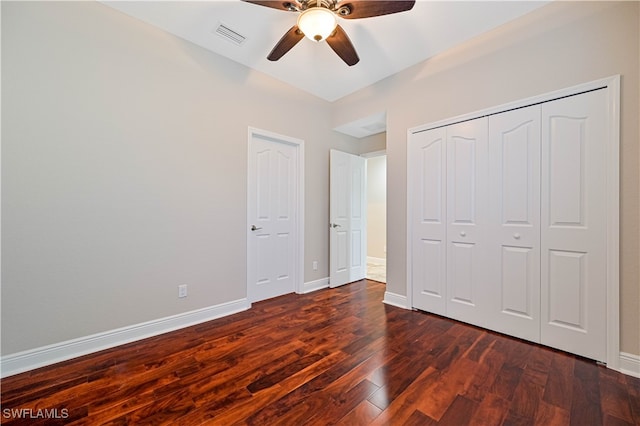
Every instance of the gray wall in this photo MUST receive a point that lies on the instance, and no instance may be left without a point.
(124, 163)
(559, 45)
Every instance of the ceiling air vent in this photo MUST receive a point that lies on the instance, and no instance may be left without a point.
(231, 35)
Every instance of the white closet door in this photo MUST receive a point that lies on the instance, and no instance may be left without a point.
(574, 224)
(514, 175)
(427, 167)
(467, 219)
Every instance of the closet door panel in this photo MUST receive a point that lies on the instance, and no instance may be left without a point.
(574, 224)
(514, 194)
(467, 219)
(426, 171)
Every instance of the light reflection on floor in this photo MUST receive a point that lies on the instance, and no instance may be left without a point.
(377, 272)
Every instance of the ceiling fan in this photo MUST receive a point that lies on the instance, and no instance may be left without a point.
(318, 22)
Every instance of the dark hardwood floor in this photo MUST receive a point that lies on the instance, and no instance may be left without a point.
(335, 356)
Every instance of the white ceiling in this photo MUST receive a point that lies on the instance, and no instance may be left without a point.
(386, 44)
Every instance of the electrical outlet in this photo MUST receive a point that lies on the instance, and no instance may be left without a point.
(182, 290)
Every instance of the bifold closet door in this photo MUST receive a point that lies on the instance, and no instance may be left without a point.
(514, 200)
(426, 171)
(573, 290)
(467, 220)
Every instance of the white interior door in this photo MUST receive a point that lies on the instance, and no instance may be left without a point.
(427, 174)
(348, 224)
(574, 178)
(514, 190)
(467, 219)
(273, 215)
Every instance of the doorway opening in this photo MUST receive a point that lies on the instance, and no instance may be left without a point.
(377, 216)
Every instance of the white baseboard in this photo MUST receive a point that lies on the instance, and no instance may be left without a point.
(397, 300)
(629, 364)
(57, 352)
(377, 260)
(315, 285)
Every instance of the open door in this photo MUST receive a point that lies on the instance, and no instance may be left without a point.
(348, 220)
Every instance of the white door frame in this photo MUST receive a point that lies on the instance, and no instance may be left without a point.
(612, 84)
(354, 202)
(299, 244)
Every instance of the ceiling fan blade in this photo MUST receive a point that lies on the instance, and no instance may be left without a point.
(370, 8)
(292, 5)
(290, 39)
(340, 43)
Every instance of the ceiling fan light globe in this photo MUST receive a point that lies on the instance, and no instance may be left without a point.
(317, 23)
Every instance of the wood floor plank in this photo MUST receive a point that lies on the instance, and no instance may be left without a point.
(334, 356)
(363, 415)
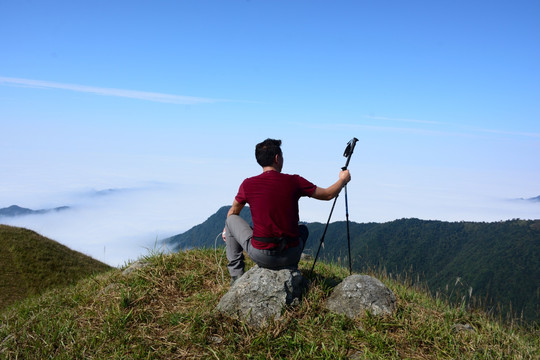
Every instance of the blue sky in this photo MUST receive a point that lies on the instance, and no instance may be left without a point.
(165, 101)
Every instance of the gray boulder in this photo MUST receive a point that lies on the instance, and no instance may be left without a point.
(357, 294)
(260, 295)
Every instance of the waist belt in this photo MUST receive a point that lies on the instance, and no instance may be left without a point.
(281, 241)
(275, 240)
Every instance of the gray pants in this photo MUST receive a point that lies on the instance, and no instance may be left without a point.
(238, 236)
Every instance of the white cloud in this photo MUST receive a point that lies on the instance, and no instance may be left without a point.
(132, 94)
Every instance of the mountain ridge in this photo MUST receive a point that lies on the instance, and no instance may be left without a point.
(498, 262)
(15, 210)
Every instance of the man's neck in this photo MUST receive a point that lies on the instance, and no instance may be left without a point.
(269, 168)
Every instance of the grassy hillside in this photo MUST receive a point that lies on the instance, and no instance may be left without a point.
(498, 262)
(31, 264)
(166, 310)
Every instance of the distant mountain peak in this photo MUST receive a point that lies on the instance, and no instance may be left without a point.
(15, 210)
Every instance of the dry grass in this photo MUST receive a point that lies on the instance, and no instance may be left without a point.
(166, 310)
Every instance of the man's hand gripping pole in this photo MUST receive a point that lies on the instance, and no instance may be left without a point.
(347, 153)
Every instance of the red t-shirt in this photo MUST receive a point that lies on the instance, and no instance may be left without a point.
(273, 201)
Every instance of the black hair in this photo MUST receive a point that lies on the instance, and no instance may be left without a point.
(266, 151)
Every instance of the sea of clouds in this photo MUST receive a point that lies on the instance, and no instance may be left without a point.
(119, 225)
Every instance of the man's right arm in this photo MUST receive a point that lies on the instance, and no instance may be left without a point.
(235, 208)
(333, 190)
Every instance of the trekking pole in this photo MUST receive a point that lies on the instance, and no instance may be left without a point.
(348, 153)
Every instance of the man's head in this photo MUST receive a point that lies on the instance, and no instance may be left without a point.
(266, 151)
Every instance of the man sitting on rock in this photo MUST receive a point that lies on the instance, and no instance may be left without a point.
(276, 240)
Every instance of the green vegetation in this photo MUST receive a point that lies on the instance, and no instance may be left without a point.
(166, 310)
(31, 264)
(495, 265)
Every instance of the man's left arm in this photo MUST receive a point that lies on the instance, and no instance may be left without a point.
(234, 210)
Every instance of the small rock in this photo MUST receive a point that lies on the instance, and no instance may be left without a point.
(357, 294)
(260, 295)
(139, 264)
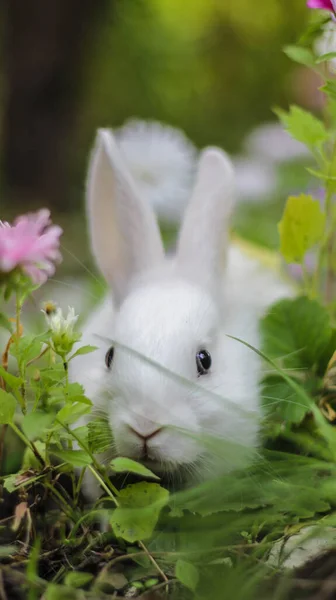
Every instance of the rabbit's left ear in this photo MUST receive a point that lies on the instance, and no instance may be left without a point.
(203, 238)
(124, 233)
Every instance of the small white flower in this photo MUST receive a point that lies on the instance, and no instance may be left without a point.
(272, 143)
(63, 334)
(255, 180)
(327, 43)
(162, 161)
(60, 324)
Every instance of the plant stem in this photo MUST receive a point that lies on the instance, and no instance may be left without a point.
(326, 246)
(103, 484)
(28, 443)
(153, 561)
(108, 486)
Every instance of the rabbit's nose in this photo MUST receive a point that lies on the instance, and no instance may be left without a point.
(147, 437)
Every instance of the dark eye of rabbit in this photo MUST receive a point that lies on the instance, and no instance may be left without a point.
(203, 361)
(109, 357)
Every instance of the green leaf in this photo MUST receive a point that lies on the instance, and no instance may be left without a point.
(83, 350)
(76, 458)
(10, 482)
(30, 461)
(77, 579)
(301, 55)
(5, 323)
(55, 592)
(282, 403)
(70, 413)
(138, 513)
(320, 174)
(314, 29)
(301, 227)
(303, 126)
(13, 381)
(29, 347)
(35, 423)
(6, 551)
(7, 407)
(297, 331)
(325, 57)
(120, 465)
(329, 88)
(187, 574)
(100, 436)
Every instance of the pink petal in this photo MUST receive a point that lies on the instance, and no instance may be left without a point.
(32, 243)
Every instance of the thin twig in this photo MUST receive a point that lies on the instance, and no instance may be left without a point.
(153, 561)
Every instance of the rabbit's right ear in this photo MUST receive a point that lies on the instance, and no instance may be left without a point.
(125, 236)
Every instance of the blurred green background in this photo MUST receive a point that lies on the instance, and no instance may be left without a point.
(214, 68)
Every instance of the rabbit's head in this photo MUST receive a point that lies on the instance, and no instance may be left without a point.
(163, 362)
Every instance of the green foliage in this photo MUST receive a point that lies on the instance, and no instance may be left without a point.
(122, 465)
(303, 126)
(138, 512)
(7, 407)
(301, 227)
(296, 331)
(187, 574)
(301, 55)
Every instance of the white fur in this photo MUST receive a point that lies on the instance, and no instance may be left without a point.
(165, 310)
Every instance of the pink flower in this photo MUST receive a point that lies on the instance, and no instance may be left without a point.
(32, 244)
(322, 4)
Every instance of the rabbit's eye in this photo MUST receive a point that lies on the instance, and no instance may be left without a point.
(203, 361)
(109, 357)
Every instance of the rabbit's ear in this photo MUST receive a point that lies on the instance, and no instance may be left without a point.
(203, 239)
(125, 236)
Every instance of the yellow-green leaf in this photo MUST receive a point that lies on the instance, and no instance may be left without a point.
(303, 126)
(7, 407)
(301, 227)
(121, 465)
(138, 512)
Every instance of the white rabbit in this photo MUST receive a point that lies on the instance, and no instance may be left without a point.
(175, 312)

.....

■ **What the exercise asks**
Reproduce each entry verbatim, excluding any embedded images.

■ **Result of the exercise**
Every instance of the gray wall in this photo MUST receive a point that lies on the instance, and no instance may be left without a point.
(124, 163)
(559, 45)
Every instance of the ceiling air vent in this photo MUST receive a point that lies on the instance, and no instance may be left without a point.
(231, 35)
Every instance of the white closet door in this photo MUST receive a point that lies on the instance, and no instance may be left without a point.
(574, 224)
(514, 175)
(427, 167)
(467, 219)
Every instance of the closet door panel in this photo MUST receive a point that lies on the instance, and no instance may be left without a point.
(574, 224)
(514, 194)
(467, 219)
(426, 171)
Every instance of the light reflection on floor in this photo MUST receive a point that lies on the instance, and no instance may be left without a point.
(377, 272)
Every instance of the ceiling fan in this photo MUST receive a point that lies on the instance, and no instance may be left without a point.
(318, 22)
Every instance of the dark hardwood floor in this photo MUST receive a point that lies on the instance, and no instance may be left without a point.
(335, 356)
Every instance of the white ceiling in this photo MUST receive a point that lies on the instance, and no instance may be left without a point.
(386, 44)
Every instance of the electrical outlet in this photo MUST receive a point that lies on the instance, and no instance may be left without a point.
(182, 290)
Every instance of the bifold closet door in this photo MUST receive a point that lies on the instance, and no instance may be left without a point.
(514, 200)
(426, 171)
(573, 290)
(467, 220)
Every instance of the white interior door in this photo MUST receive a point that lies on the instance, and no instance may be left without a point.
(427, 174)
(348, 224)
(574, 178)
(514, 190)
(467, 219)
(273, 215)
Every instance of the doorway opening in this photo MUST receive a point that lies on the instance, and no instance may be left without a point.
(377, 216)
Every instance of the white baseboard in this photo MUST receive a point that lies on the instance, and no instance may be left without a point.
(397, 300)
(629, 364)
(57, 352)
(377, 260)
(315, 285)
Every instance of the open door in this photo MUST receive a point that lies on the instance, and no instance may be left without a point.
(348, 220)
Every instance of the white door frame in this photo MUST receive a point that lies on the instance, and no instance may be left without a point.
(612, 84)
(354, 202)
(299, 244)
Every instance of the ceiling fan blade in this photo MUST receive a point that lies on the instance, and no instance may be left without a point.
(370, 8)
(292, 5)
(290, 39)
(340, 43)
Every instance of the ceiling fan light globe in this photo MUST receive a point that lies on the instance, and no instance may be left without a point.
(317, 23)
Every instance of the wood floor plank in this photo MUST receive a point that lies on the instance, and no instance may be left without a point.
(334, 356)
(363, 415)
Every instance of the blue sky in this photo MUST receive a point that lies on the instance, and no instance may be left without a point.
(165, 101)
Every instance of the gray boulder in this photo MUST receive a point that lies on the instance, and no instance may be left without a point.
(357, 294)
(260, 295)
Every instance of the waist belt in this photo MUST receive a point that lies on the instance, and no instance may be left without a point.
(281, 241)
(275, 240)
Every instance of the gray pants in this photo MUST receive a point that lies on the instance, and no instance may be left without a point.
(238, 236)
Every instance of the white cloud in this photo MUST receive a point that lies on the instance, and no instance may be left without a point.
(132, 94)
Every instance of the mountain ridge in this photo MUST receive a point that lies on the instance, and no instance may be left without a point.
(498, 262)
(15, 210)
Every instance of the man's neck in this photo MUST receive a point that lies on the instance, and no instance may be left without a point.
(269, 168)
Every instance of the grassy hillside in this photo MUST receive a point that lies on the instance, and no instance may be left without a point.
(498, 262)
(31, 264)
(166, 310)
Every instance of the distant mountain peak in this photo MUST receive a point that lies on the instance, and no instance may be left without a point.
(15, 210)
Every instance of the dry grass in this photo MUST receive a point that lies on the instance, and no instance may be left without a point.
(166, 310)
Every instance of the man's hand gripping pole in this photo MUST receive a point that lies on the instance, and no instance may be left without a point.
(347, 153)
Every instance of the red t-shirt in this photo MUST receive a point that lies on the instance, and no instance may be left without a point.
(273, 201)
Every instance of the black hair in this photo MUST receive a point that lies on the instance, and no instance may be left without a point.
(266, 151)
Every instance of the sea of clouds in this photo MUST receive a point that lies on the instance, and no instance may be left without a point.
(119, 225)
Every instance of the man's right arm in this photo MUST receive a point that lies on the instance, and no instance may be left without a point.
(235, 208)
(333, 190)
Every instance of the trekking pole in this photo MUST receive a point that lies on the instance, and no instance may be left without a point.
(348, 153)
Every instance of the man's head in this photo MUST receive a point that lies on the instance, and no instance may be left without a point.
(266, 151)
Every instance of the man sitting on rock in this photo MUST receive a point that lies on the instance, and no instance may be left without a point.
(276, 240)
Every instance of the green vegetation in this photo MUST receive a point that lies on the instance, and no instance may be left without a point.
(166, 310)
(31, 264)
(495, 265)
Every instance of the man's left arm in this photo MUST receive a point that lies on the instance, and no instance may be left without a point.
(234, 210)
Every instance of the small rock in this photo MUST receive a point that lies on the instance, and no instance may be left without a point.
(357, 294)
(260, 295)
(139, 264)
Every instance of the rabbit's left ear in this photo MUST receive a point that lies on the instance, and no instance may be left without a point.
(203, 238)
(124, 233)
Every instance of the small white flower in this photo MUST receive a point that lies on the instance, and no instance may be left without a point.
(272, 143)
(63, 334)
(255, 180)
(327, 43)
(162, 161)
(60, 324)
Every instance of the plant stem in this photo MUST receive a point that lies on the instance, and no instance may be left without a point.
(326, 246)
(103, 484)
(28, 443)
(153, 561)
(108, 486)
Every instance of the rabbit's nose in this photo MUST receive a point that lies on the instance, and no instance may be left without a point.
(147, 437)
Every instance of the dark eye of rabbit in this photo MUST receive a point that lies on the instance, and no instance may be left without a point.
(203, 361)
(109, 357)
Every instance of the green leaf in this photo MUST receive a point that lies on the instance, and no instance may be left without a point.
(83, 350)
(76, 458)
(10, 482)
(30, 461)
(77, 579)
(301, 55)
(5, 323)
(55, 592)
(282, 403)
(70, 413)
(138, 513)
(320, 174)
(314, 29)
(301, 227)
(303, 126)
(13, 381)
(29, 347)
(35, 423)
(6, 551)
(7, 407)
(297, 331)
(325, 57)
(120, 465)
(329, 88)
(187, 574)
(100, 436)
Every instance of the pink petal in this photo MUST receive a point that lies on the instance, and no instance may be left without a point.
(32, 243)
Every instance of the thin twig in this photo MUST receive a point that lies on the instance, and no instance may be left without a point.
(153, 561)
Every instance of the rabbit's right ear in this photo MUST receive a point that lies on the instance, and no instance may be left without a point.
(125, 236)
Every instance of the blurred green background in this photo MUST receive a point that lies on the instance, and no instance may be left without a point.
(214, 68)
Every instance of the rabbit's head in this photo MUST receive a point that lies on the instance, and no instance may be left without a point.
(163, 362)
Every instance of the green foliage in this photo MUST receive a point that lies on the instance, and no instance may be left without a point.
(122, 465)
(303, 126)
(138, 512)
(7, 407)
(301, 227)
(296, 331)
(187, 574)
(301, 55)
Every instance of the white fur in this photo MUST receive a point that lies on the instance, and no instance may be left without a point.
(165, 310)
Every instance of the pink flower in this photo MUST receive a point that lies on the instance, and no instance may be left without a point.
(32, 244)
(322, 4)
Every instance of the rabbit's eye in this photo MUST receive a point that lies on the instance, and no instance may be left without a point.
(203, 361)
(109, 357)
Every instance of the rabbit's ear in this photo MUST receive a point that lies on the instance, and no instance may be left without a point.
(203, 239)
(125, 236)
Every instance of the yellow-green leaf in this photo MUST receive a point that lies on the instance, and no instance may be left without a point.
(303, 126)
(7, 407)
(301, 227)
(121, 465)
(138, 512)
Every instance of the white rabbit in this photo MUST receive a point that lies on the instance, and no instance may be left without a point.
(175, 312)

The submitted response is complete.